# [Job item]
Set down the data below verbatim, starting at the beginning and ending with the line that contains "positive clicks: (375, 482)", both included, and omit the pictures.

━━ Dataset extract ━━

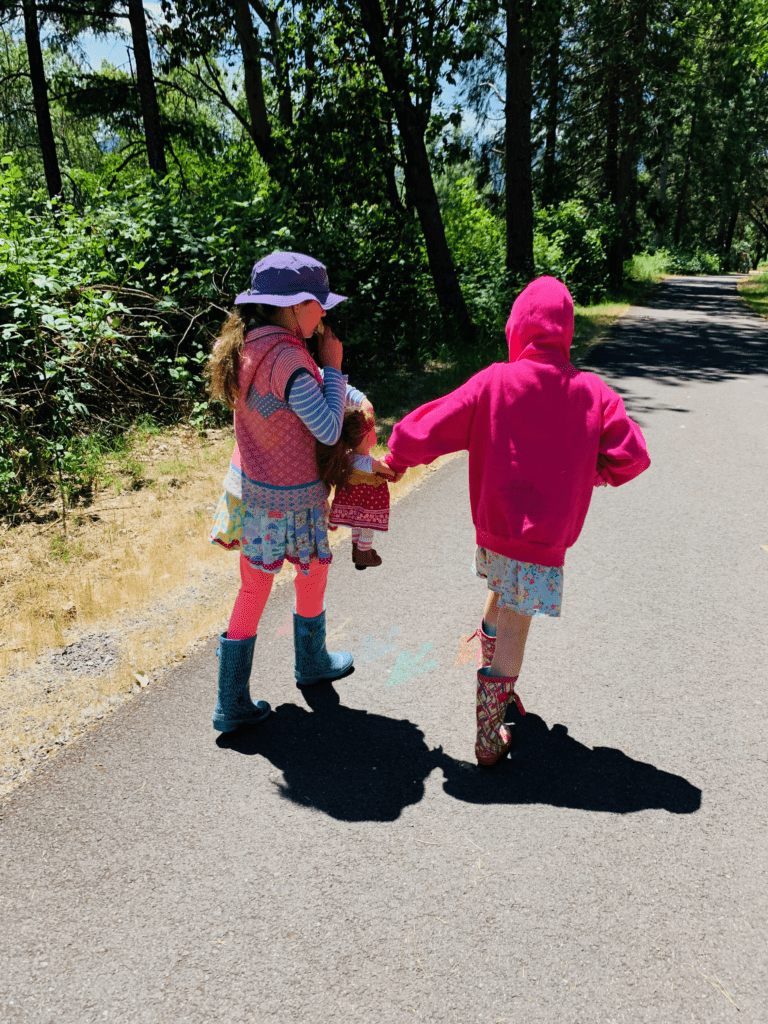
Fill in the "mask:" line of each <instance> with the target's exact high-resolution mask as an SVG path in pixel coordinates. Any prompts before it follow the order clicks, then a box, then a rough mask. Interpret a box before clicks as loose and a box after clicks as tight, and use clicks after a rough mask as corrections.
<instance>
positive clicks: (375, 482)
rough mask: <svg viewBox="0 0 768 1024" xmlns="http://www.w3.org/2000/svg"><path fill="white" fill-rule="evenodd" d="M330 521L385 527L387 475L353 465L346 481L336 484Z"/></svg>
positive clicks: (387, 515)
mask: <svg viewBox="0 0 768 1024" xmlns="http://www.w3.org/2000/svg"><path fill="white" fill-rule="evenodd" d="M353 466H354V462H353ZM329 521H330V523H331V524H332V525H333V526H356V527H358V528H359V529H379V530H381V531H385V530H386V529H388V527H389V487H388V486H387V481H386V479H385V478H384V477H383V476H379V475H378V474H376V473H368V472H366V471H365V470H361V469H357V468H353V469H352V474H351V476H350V477H349V482H348V483H347V485H346V486H345V487H337V488H336V494H335V495H334V500H333V502H332V504H331V514H330V516H329Z"/></svg>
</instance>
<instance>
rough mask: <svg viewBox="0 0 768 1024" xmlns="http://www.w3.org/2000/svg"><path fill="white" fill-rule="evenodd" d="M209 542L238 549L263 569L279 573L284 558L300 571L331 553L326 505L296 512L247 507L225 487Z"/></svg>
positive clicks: (228, 549)
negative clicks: (315, 559)
mask: <svg viewBox="0 0 768 1024" xmlns="http://www.w3.org/2000/svg"><path fill="white" fill-rule="evenodd" d="M210 540H211V544H220V545H221V547H222V548H226V549H227V550H231V549H233V548H239V549H240V551H241V553H242V554H243V555H245V557H246V558H247V559H248V561H249V562H250V563H251V565H254V566H256V568H259V569H262V570H263V571H264V572H280V570H281V569H282V568H283V563H284V562H285V561H289V562H291V563H292V564H293V565H296V566H297V568H298V569H299V571H300V572H304V573H306V572H308V571H309V562H310V561H312V559H315V558H316V559H318V560H319V561H321V562H322V563H323V564H324V565H327V564H329V563H330V562H331V561H332V559H333V555H332V554H331V548H330V546H329V544H328V506H327V505H324V506H321V507H318V508H311V509H301V510H300V511H298V512H269V511H267V510H266V509H252V508H249V507H248V506H247V505H246V503H245V502H243V501H241V499H240V498H234V497H233V495H230V494H229V493H228V492H227V490H225V492H224V494H223V495H222V497H221V501H220V502H219V504H218V508H217V509H216V514H215V516H214V520H213V526H212V527H211V538H210Z"/></svg>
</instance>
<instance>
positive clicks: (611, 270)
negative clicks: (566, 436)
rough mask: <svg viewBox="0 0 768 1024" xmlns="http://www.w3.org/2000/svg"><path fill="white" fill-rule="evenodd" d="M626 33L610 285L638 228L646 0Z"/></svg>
mask: <svg viewBox="0 0 768 1024" xmlns="http://www.w3.org/2000/svg"><path fill="white" fill-rule="evenodd" d="M633 15H634V16H633V22H632V26H631V30H630V33H629V42H630V53H631V54H632V56H631V57H630V58H629V59H626V60H625V61H624V65H623V67H624V71H625V76H626V77H625V76H623V78H624V88H623V90H622V99H623V103H622V114H621V122H620V124H621V129H620V131H621V135H620V137H621V150H620V155H618V165H617V175H616V199H615V205H616V211H617V213H618V238H617V239H616V244H615V245H613V246H611V248H610V252H609V255H608V280H609V282H610V285H611V287H612V288H613V289H616V290H617V289H620V288H621V287H622V284H623V282H624V261H625V259H627V258H628V256H629V255H630V253H631V249H632V245H633V244H634V241H635V237H636V232H637V167H638V162H639V158H640V128H641V120H642V115H643V73H642V66H641V63H640V57H641V54H642V51H643V48H644V46H645V37H646V34H647V26H648V12H647V6H646V3H645V0H637V2H636V3H635V5H634V10H633Z"/></svg>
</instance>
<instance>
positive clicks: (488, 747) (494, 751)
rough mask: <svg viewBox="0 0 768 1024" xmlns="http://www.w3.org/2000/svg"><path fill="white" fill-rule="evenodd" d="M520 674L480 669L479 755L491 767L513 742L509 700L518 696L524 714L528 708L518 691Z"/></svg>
mask: <svg viewBox="0 0 768 1024" xmlns="http://www.w3.org/2000/svg"><path fill="white" fill-rule="evenodd" d="M516 682H517V676H489V675H488V670H487V669H486V668H484V669H478V670H477V738H476V740H475V758H476V759H477V764H478V765H480V767H482V768H489V767H490V766H492V765H495V764H496V762H497V761H498V760H499V759H500V758H502V757H504V755H505V754H506V753H507V751H508V750H509V749H510V746H511V745H512V733H511V731H510V728H509V726H507V725H505V724H504V715H505V713H506V711H507V702H508V701H509V700H511V699H514V700H515V702H516V703H517V707H518V709H519V710H520V713H521V714H522V715H524V714H525V709H524V708H523V707H522V701H521V700H520V698H519V697H518V696H517V694H516V693H515V683H516Z"/></svg>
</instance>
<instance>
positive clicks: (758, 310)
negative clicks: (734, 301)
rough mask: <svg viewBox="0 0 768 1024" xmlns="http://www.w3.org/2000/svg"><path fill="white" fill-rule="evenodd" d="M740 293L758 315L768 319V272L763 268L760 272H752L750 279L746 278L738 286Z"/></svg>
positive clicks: (763, 267) (744, 278)
mask: <svg viewBox="0 0 768 1024" xmlns="http://www.w3.org/2000/svg"><path fill="white" fill-rule="evenodd" d="M736 287H737V289H738V293H739V295H740V296H741V298H742V299H744V300H745V301H746V302H748V303H749V304H750V306H752V308H753V309H754V311H755V312H756V313H758V314H759V315H760V316H764V317H766V318H768V271H766V268H765V267H761V269H760V270H759V271H752V272H751V273H750V276H749V278H744V279H743V280H742V281H740V282H739V283H738V285H737V286H736Z"/></svg>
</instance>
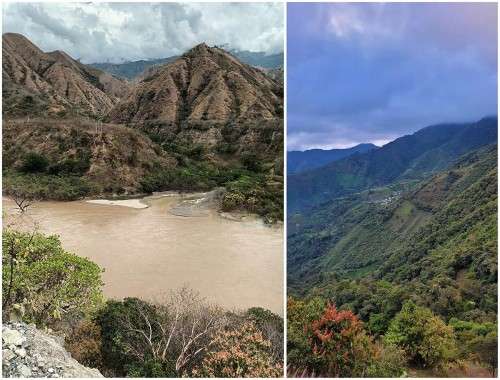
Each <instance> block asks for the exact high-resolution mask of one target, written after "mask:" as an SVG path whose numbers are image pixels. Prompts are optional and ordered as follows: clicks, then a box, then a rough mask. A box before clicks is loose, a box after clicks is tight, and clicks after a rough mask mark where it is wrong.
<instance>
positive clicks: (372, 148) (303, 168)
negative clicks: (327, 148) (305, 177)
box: [287, 144, 378, 175]
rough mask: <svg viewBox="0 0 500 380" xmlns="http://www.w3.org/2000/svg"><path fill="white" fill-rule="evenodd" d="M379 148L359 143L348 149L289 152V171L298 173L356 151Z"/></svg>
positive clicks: (288, 166)
mask: <svg viewBox="0 0 500 380" xmlns="http://www.w3.org/2000/svg"><path fill="white" fill-rule="evenodd" d="M376 148H378V147H377V146H376V145H373V144H358V145H356V146H353V147H351V148H346V149H328V150H325V149H310V150H305V151H294V150H292V151H289V152H287V173H288V174H289V175H290V174H296V173H298V172H303V171H306V170H310V169H316V168H319V167H321V166H324V165H326V164H328V163H330V162H333V161H337V160H340V159H342V158H345V157H349V156H352V155H353V154H356V153H365V152H368V151H370V150H372V149H376Z"/></svg>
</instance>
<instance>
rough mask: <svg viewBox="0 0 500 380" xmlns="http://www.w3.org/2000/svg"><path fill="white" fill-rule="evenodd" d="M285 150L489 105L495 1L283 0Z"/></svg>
mask: <svg viewBox="0 0 500 380" xmlns="http://www.w3.org/2000/svg"><path fill="white" fill-rule="evenodd" d="M287 24H288V26H291V25H293V26H294V27H293V28H291V27H289V28H288V32H287V33H288V34H287V45H288V46H287V54H288V55H287V65H288V82H287V86H288V91H287V94H288V150H294V149H300V150H303V149H308V148H313V147H319V148H344V147H349V146H353V145H355V144H358V143H362V142H372V143H375V144H377V145H383V144H384V143H386V142H388V141H391V140H393V139H394V138H397V137H399V136H402V135H405V134H409V133H412V132H414V131H416V130H418V129H420V128H422V127H425V126H427V125H431V124H435V123H440V122H447V121H450V122H453V121H456V122H461V121H474V120H477V119H480V118H481V117H483V116H485V115H493V114H496V113H497V8H496V4H492V3H490V4H478V3H476V4H473V3H469V4H464V3H462V4H459V3H454V4H453V3H448V4H446V3H424V4H422V3H421V4H415V3H413V4H411V3H407V4H404V3H392V4H391V3H386V4H383V3H372V4H367V3H357V4H346V3H344V4H343V3H336V4H299V3H290V4H288V21H287Z"/></svg>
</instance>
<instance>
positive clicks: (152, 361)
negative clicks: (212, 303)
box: [97, 288, 225, 377]
mask: <svg viewBox="0 0 500 380" xmlns="http://www.w3.org/2000/svg"><path fill="white" fill-rule="evenodd" d="M224 321H225V318H224V314H223V312H222V311H221V310H220V309H219V308H217V307H214V306H211V305H209V304H207V303H206V302H205V301H204V300H203V299H202V298H201V297H200V296H199V295H198V294H197V293H194V292H192V291H190V290H189V289H185V288H183V289H181V290H179V291H176V292H172V293H171V294H170V295H169V296H168V297H165V299H163V300H161V301H160V302H157V303H154V304H152V303H148V302H145V301H142V300H139V299H137V298H126V299H125V300H124V301H122V302H121V301H110V302H108V303H107V304H106V307H105V308H104V309H103V310H102V311H101V312H100V313H99V316H98V318H97V323H98V324H99V326H100V328H101V331H102V353H103V359H104V361H105V362H106V364H107V365H108V366H109V367H110V368H111V369H113V370H114V372H115V374H116V375H117V376H132V375H133V376H145V377H155V376H158V375H159V374H161V376H162V377H178V376H181V375H183V374H185V373H186V372H188V371H189V369H190V368H192V367H193V366H195V365H196V364H197V363H199V362H200V360H201V358H202V355H203V354H205V352H206V351H207V349H208V347H209V345H210V342H211V340H212V335H213V333H215V331H217V330H218V329H219V328H220V327H221V326H222V325H223V324H224Z"/></svg>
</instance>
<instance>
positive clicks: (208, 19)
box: [3, 3, 284, 63]
mask: <svg viewBox="0 0 500 380" xmlns="http://www.w3.org/2000/svg"><path fill="white" fill-rule="evenodd" d="M3 9H4V11H3V32H4V33H6V32H15V33H21V34H24V35H25V36H26V37H28V38H29V39H30V40H31V41H33V42H34V43H35V44H36V45H38V46H39V47H40V48H41V49H42V50H44V51H51V50H56V49H59V50H64V51H66V52H67V53H69V54H70V55H71V56H73V57H75V58H81V60H82V62H85V63H89V62H102V61H110V62H120V61H122V60H137V59H148V58H163V57H168V56H172V55H177V54H181V53H183V52H184V51H186V50H188V49H190V48H191V47H193V46H194V45H196V44H198V43H201V42H206V43H208V44H210V45H222V44H227V45H228V46H229V47H231V48H234V49H240V50H251V51H264V52H266V53H277V52H282V51H283V36H284V20H283V4H281V3H43V4H42V3H7V4H5V5H4V7H3Z"/></svg>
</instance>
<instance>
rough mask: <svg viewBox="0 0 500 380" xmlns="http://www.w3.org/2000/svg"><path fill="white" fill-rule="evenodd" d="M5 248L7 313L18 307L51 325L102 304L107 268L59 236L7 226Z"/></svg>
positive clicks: (82, 315) (21, 316) (27, 317)
mask: <svg viewBox="0 0 500 380" xmlns="http://www.w3.org/2000/svg"><path fill="white" fill-rule="evenodd" d="M2 247H3V256H2V264H3V265H2V295H3V308H4V315H5V314H6V313H9V312H14V311H17V313H18V317H19V318H22V319H23V320H24V321H26V322H34V323H36V324H41V325H50V324H52V323H54V322H55V321H58V320H61V319H65V320H71V319H74V318H79V317H81V316H85V315H89V314H91V313H93V312H95V311H96V310H97V309H98V307H100V305H101V304H102V299H103V297H102V291H101V287H102V285H103V283H102V280H101V272H102V270H101V269H100V268H99V266H98V265H97V264H95V263H93V262H92V261H90V260H88V259H86V258H83V257H79V256H77V255H74V254H72V253H69V252H66V251H65V250H64V249H63V248H62V246H61V242H60V241H59V238H58V237H57V236H44V235H42V234H40V233H25V232H18V231H14V230H10V229H4V231H3V236H2Z"/></svg>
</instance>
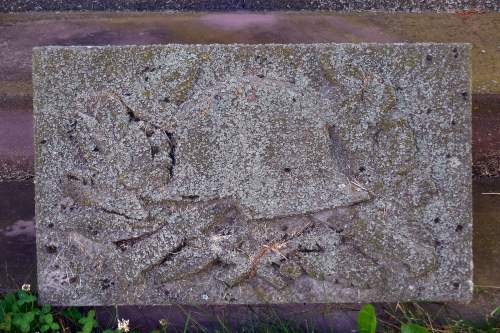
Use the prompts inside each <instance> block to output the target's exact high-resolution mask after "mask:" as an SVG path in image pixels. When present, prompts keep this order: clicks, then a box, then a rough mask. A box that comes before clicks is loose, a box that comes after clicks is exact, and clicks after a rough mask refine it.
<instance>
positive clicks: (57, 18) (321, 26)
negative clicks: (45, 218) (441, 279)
mask: <svg viewBox="0 0 500 333" xmlns="http://www.w3.org/2000/svg"><path fill="white" fill-rule="evenodd" d="M499 31H500V13H473V12H471V13H455V14H451V13H448V14H447V13H421V14H414V13H413V14H412V13H329V12H281V13H259V12H233V13H178V12H177V13H176V12H153V13H137V12H115V13H113V12H63V13H54V12H46V13H32V12H31V13H13V14H6V13H2V14H0V123H2V122H3V123H8V122H10V121H11V119H12V118H11V114H12V113H13V114H18V116H17V117H18V118H19V119H18V120H17V121H16V122H17V123H18V124H19V126H18V127H17V128H18V133H17V134H16V137H26V138H29V137H32V135H33V134H32V131H33V130H32V125H31V123H32V120H31V119H28V117H26V116H23V115H21V113H23V112H25V113H27V114H29V115H31V112H32V86H31V50H32V48H33V47H35V46H43V45H108V44H114V45H124V44H167V43H199V44H207V43H250V44H255V43H271V42H274V43H313V42H337V43H340V42H425V41H433V42H469V43H472V45H473V48H472V67H473V68H472V69H473V71H472V72H473V77H472V81H473V86H472V91H473V94H474V96H478V95H479V94H481V95H488V94H489V95H493V96H494V95H495V94H500V78H499V77H498V73H500V34H499V33H498V32H499ZM478 100H480V99H477V98H474V110H475V112H474V114H475V113H476V109H477V107H478V104H476V101H478ZM482 100H484V99H482ZM495 103H496V104H495ZM483 104H484V103H483ZM492 105H493V108H494V109H495V110H497V109H498V106H497V105H498V102H494V103H493V104H492ZM481 108H482V106H481ZM491 132H492V136H491V137H492V138H493V139H492V140H496V141H497V142H500V134H495V132H494V131H491ZM5 138H6V134H5V132H1V131H0V141H2V140H3V141H5V140H6V139H5ZM8 142H11V143H13V145H12V147H10V148H9V149H11V150H15V151H14V152H10V153H9V154H7V155H6V154H5V153H0V165H1V166H0V179H3V180H6V179H23V178H26V177H29V175H30V174H31V173H32V171H31V170H32V165H33V154H32V151H33V148H31V149H26V147H25V145H24V144H20V142H17V140H11V139H10V138H9V139H8ZM2 144H3V143H2ZM474 158H475V159H476V158H477V155H475V156H474ZM489 160H491V158H489Z"/></svg>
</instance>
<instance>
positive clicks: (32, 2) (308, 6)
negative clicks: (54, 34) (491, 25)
mask: <svg viewBox="0 0 500 333" xmlns="http://www.w3.org/2000/svg"><path fill="white" fill-rule="evenodd" d="M109 9H111V10H165V9H167V10H303V9H307V10H335V11H356V10H377V11H406V12H419V11H438V12H440V11H464V10H492V11H493V10H494V11H497V10H498V9H499V5H498V1H497V0H474V1H471V0H447V1H442V0H423V1H422V0H349V1H346V0H265V1H264V0H156V1H150V0H0V11H27V10H37V11H38V10H109Z"/></svg>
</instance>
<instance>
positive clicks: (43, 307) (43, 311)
mask: <svg viewBox="0 0 500 333" xmlns="http://www.w3.org/2000/svg"><path fill="white" fill-rule="evenodd" d="M49 312H50V305H48V304H44V305H43V306H42V313H49Z"/></svg>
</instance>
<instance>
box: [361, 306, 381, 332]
mask: <svg viewBox="0 0 500 333" xmlns="http://www.w3.org/2000/svg"><path fill="white" fill-rule="evenodd" d="M376 329H377V315H376V314H375V308H374V307H373V305H371V304H365V305H363V306H362V307H361V310H359V313H358V331H359V332H360V333H375V331H376Z"/></svg>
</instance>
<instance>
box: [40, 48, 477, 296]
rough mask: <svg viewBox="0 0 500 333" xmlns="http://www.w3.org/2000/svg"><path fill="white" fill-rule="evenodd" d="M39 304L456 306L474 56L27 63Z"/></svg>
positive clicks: (142, 54)
mask: <svg viewBox="0 0 500 333" xmlns="http://www.w3.org/2000/svg"><path fill="white" fill-rule="evenodd" d="M33 66H34V67H33V78H34V89H35V93H34V107H35V122H36V125H35V127H36V133H35V142H36V176H35V182H36V220H37V250H38V282H39V288H40V299H41V301H42V302H49V303H53V304H73V305H88V304H114V303H118V304H165V303H264V302H271V303H283V302H368V301H396V300H417V299H418V300H459V301H466V300H469V299H470V297H471V295H472V265H471V261H472V253H471V237H472V221H471V209H472V207H471V188H470V186H471V156H470V121H471V115H470V108H471V105H470V46H469V45H467V44H313V45H256V46H255V45H254V46H249V45H225V46H223V45H205V46H200V45H184V46H183V45H168V46H131V47H46V48H36V49H35V51H34V64H33Z"/></svg>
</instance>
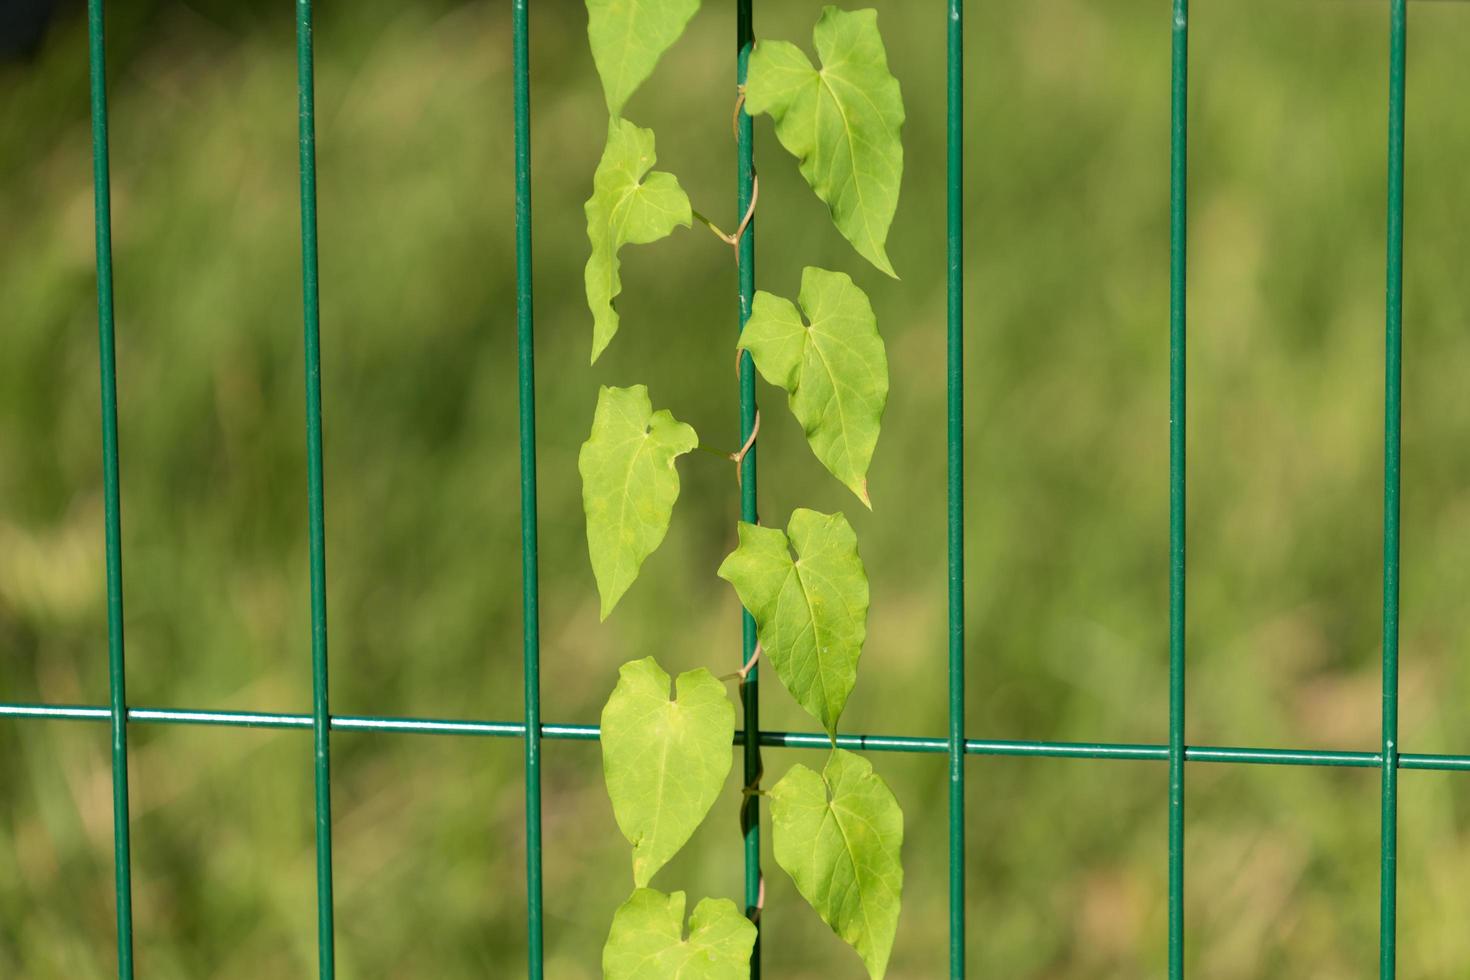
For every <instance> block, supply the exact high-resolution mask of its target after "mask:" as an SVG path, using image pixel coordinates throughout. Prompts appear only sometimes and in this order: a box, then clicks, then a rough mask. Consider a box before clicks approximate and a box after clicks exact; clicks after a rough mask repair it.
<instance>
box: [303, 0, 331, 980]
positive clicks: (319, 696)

━━━

# [Written solution]
Fill in the "mask:" line of each <instance> with the target's exact high-resolution mask as an SVG path in pixel coordinates. Any prompts before it follow the order clicks, then a box, then a rough mask. Interpret a box before clicks as loose and a box after clicks as tight, and use clicks after a rough mask as corrections.
<instance>
positive clicks: (375, 482)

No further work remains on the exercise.